## Begin
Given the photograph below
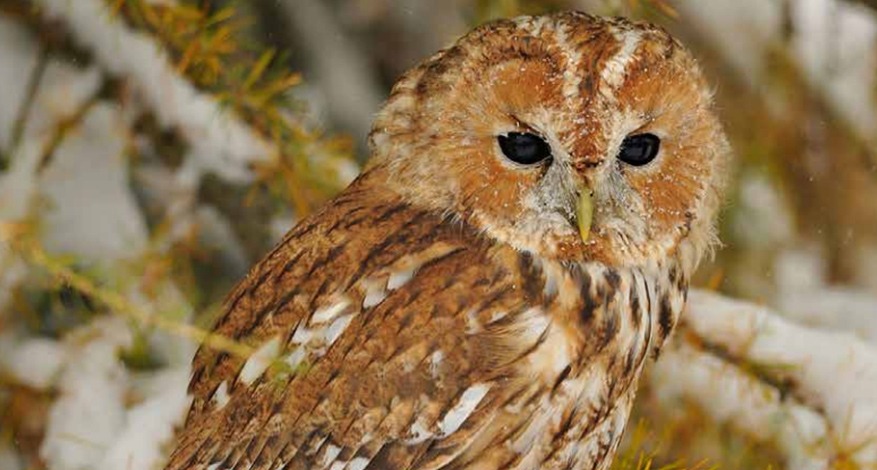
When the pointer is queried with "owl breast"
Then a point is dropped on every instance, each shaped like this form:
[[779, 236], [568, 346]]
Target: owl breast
[[576, 386]]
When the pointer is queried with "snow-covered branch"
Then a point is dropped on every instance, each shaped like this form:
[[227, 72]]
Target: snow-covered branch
[[809, 392], [219, 141]]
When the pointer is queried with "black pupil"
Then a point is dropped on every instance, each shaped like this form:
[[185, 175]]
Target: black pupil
[[524, 148], [639, 149]]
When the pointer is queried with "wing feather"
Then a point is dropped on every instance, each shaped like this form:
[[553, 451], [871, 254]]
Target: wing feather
[[370, 305]]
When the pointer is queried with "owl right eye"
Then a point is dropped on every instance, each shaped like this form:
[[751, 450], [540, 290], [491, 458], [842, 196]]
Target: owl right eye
[[524, 148]]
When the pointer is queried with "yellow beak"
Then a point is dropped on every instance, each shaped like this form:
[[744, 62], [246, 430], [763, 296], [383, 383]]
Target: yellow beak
[[585, 213]]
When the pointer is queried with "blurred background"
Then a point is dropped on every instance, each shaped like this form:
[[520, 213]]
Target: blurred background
[[152, 150]]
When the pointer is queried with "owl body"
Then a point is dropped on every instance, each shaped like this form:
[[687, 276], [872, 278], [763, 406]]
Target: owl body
[[487, 292]]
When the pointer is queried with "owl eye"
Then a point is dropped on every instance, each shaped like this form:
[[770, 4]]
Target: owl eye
[[524, 148], [640, 149]]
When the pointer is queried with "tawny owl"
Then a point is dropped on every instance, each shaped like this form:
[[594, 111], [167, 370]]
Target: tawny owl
[[486, 293]]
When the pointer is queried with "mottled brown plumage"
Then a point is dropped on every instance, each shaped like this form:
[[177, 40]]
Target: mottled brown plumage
[[444, 311]]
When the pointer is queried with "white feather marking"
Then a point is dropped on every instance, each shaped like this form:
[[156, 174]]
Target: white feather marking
[[332, 452], [259, 361], [336, 328], [302, 335], [358, 463], [328, 313], [221, 397], [435, 363], [615, 69], [572, 79], [467, 403]]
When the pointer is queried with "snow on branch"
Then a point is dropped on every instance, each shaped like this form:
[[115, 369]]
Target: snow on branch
[[809, 392], [219, 141]]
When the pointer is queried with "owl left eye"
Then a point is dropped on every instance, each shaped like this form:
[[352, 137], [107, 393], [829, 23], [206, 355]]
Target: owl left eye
[[524, 148], [640, 149]]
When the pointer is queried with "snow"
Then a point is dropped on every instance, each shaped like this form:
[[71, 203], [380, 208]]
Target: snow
[[219, 141], [832, 375], [91, 210], [89, 412], [35, 362], [149, 426], [804, 296]]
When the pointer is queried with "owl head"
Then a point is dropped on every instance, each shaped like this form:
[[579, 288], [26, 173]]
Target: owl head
[[570, 136]]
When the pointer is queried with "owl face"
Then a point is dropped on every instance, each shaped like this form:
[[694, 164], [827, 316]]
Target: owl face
[[574, 137]]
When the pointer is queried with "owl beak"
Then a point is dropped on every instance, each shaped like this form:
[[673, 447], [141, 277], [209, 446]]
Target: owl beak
[[585, 213]]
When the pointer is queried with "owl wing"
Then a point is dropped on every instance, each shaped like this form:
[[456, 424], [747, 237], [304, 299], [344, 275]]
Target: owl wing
[[384, 338]]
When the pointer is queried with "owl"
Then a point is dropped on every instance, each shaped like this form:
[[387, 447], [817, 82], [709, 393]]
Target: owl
[[486, 293]]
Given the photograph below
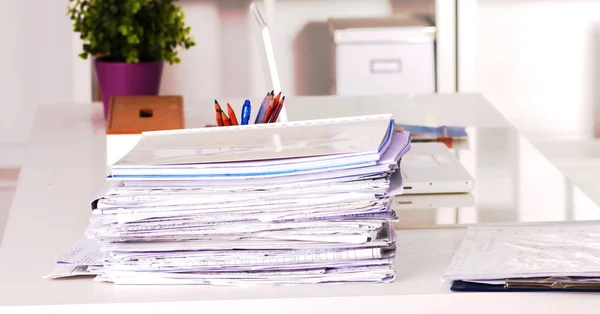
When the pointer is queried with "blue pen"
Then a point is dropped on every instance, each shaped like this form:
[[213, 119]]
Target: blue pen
[[246, 112], [264, 106]]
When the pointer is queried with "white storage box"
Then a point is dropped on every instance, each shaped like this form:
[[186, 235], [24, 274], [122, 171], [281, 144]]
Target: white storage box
[[383, 56]]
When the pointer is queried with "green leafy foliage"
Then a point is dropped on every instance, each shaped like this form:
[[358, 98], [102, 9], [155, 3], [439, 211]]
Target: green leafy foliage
[[130, 31]]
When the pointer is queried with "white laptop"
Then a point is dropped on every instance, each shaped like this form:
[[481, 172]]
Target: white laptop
[[430, 168], [267, 55]]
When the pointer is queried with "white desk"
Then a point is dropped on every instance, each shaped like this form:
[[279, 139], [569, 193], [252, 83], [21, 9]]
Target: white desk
[[64, 169]]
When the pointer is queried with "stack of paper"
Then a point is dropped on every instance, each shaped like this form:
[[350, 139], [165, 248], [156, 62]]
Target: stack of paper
[[527, 258], [288, 203]]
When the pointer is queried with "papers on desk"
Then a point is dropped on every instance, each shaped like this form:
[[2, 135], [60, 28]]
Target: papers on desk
[[516, 258], [284, 208]]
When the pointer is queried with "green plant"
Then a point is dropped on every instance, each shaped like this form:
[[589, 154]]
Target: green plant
[[130, 30]]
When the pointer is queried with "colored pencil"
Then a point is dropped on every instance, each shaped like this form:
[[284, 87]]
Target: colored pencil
[[232, 117], [218, 116], [226, 121], [275, 115]]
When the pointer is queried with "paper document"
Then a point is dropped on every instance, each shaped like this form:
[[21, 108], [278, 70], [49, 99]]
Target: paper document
[[488, 253], [260, 142], [298, 203]]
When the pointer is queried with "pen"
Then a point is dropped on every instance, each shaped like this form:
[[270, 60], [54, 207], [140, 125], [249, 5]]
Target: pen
[[275, 114], [232, 117], [226, 121], [246, 112], [272, 106], [219, 117], [264, 106]]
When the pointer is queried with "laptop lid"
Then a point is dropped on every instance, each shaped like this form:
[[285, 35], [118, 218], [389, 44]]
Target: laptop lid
[[430, 168], [267, 55]]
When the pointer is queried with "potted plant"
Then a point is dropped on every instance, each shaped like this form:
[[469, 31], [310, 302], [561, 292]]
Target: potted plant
[[130, 40]]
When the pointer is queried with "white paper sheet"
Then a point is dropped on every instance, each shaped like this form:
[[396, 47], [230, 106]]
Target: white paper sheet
[[498, 252], [260, 142]]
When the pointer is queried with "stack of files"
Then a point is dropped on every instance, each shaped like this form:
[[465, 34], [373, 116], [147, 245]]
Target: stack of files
[[286, 203], [527, 258]]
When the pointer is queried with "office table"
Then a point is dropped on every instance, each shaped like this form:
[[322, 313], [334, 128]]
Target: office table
[[515, 183]]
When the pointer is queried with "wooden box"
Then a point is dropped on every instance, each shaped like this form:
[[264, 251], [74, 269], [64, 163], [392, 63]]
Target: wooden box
[[137, 114], [129, 116]]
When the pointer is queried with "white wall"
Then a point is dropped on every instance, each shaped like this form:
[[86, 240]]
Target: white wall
[[535, 60], [38, 65], [226, 61]]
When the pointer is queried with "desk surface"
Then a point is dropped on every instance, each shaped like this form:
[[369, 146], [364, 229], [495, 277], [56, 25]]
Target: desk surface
[[64, 169]]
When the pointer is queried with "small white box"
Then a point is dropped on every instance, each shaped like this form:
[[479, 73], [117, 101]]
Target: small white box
[[383, 56]]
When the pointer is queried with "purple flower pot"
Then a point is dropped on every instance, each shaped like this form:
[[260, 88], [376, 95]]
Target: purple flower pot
[[123, 79]]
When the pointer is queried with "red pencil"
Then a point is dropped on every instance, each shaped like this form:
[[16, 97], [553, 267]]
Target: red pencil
[[218, 116], [275, 114], [226, 121], [272, 107], [232, 117]]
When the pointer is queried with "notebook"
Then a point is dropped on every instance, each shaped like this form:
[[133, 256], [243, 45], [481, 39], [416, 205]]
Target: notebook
[[251, 143]]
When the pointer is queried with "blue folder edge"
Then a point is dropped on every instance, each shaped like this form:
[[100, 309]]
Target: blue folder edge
[[462, 286]]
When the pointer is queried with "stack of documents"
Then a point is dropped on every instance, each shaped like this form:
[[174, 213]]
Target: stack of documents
[[527, 258], [286, 203]]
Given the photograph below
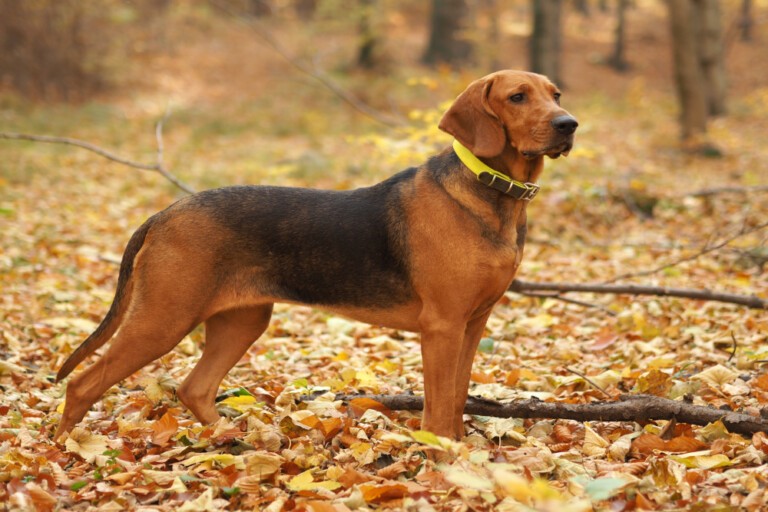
## End
**Do this**
Transcribe the lines above verbatim, covering the stretch from the start of the records through the line containing "[[370, 305]]", both ends included. Leave the pictures out of your answer.

**Correct answer**
Given the photograph below
When the pointer is queried with "owl breast"
Then a point is dropped on every instance, each shaped like this form:
[[779, 236], [568, 346]]
Target: owl breast
[[576, 386]]
When the pointer is queried with "snow-covered branch"
Then a point is dropped on every instance, each shaped like this form:
[[227, 72]]
Target: snow-covered branch
[[809, 392], [219, 141]]
When the pointer is queried with "black pupil"
Then a point is dropped on every instance, each shaped like this form:
[[185, 175]]
Target: black pupil
[[524, 148], [639, 149]]
When the pointer is queried with "wing feather"
Then a point is dropped on every instance, each shaped like this form:
[[553, 451], [871, 254]]
Target: wing feather
[[370, 305]]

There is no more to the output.